=== ENTRIES PROVIDED ===

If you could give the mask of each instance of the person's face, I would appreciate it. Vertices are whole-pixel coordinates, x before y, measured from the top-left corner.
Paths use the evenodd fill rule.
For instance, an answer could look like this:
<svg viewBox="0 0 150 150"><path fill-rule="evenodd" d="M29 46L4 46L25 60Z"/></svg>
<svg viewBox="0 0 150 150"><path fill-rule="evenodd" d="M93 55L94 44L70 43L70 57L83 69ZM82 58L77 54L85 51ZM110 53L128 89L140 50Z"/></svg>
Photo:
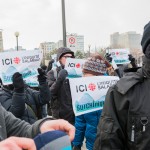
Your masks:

===
=== ENTRIES PROVIDED ===

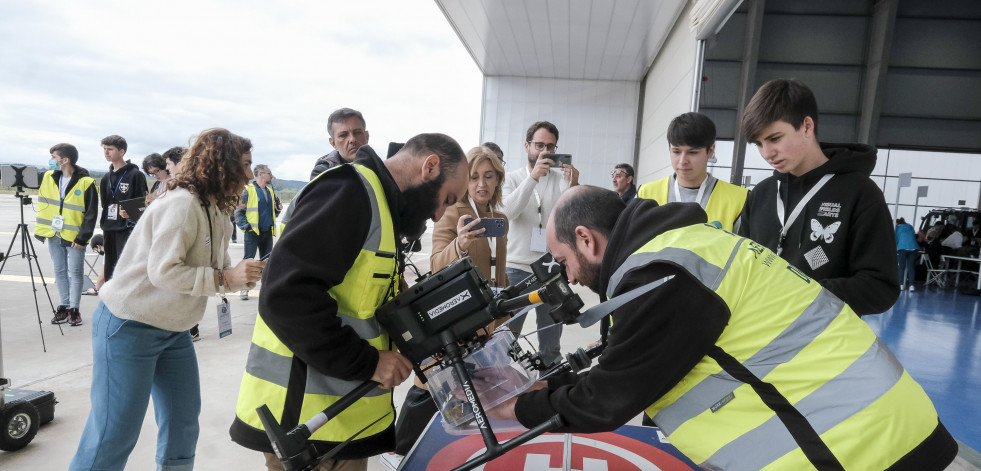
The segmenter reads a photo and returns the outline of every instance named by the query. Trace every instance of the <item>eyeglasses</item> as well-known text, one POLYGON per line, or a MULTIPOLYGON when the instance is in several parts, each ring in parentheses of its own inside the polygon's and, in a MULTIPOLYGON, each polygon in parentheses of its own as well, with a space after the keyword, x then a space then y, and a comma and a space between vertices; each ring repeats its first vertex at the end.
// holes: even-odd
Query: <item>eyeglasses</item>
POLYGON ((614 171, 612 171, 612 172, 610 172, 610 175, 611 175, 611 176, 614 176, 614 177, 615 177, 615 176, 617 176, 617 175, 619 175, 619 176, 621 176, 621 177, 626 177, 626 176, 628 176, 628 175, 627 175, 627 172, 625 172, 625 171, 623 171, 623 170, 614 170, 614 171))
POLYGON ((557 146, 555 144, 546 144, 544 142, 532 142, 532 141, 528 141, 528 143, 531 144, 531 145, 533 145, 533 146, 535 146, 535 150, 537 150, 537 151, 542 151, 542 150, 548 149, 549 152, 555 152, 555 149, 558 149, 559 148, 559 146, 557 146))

===

WORK TO COMPLETE:
Every line with the word "evenodd" in it should be copied from the listing above.

TASK SOLUTION:
Paths use the evenodd fill rule.
<svg viewBox="0 0 150 150"><path fill-rule="evenodd" d="M29 46L4 46L25 60Z"/></svg>
<svg viewBox="0 0 150 150"><path fill-rule="evenodd" d="M93 55L94 44L70 43L70 57L83 69ZM82 58L77 54L85 51ZM110 53L128 89L140 50Z"/></svg>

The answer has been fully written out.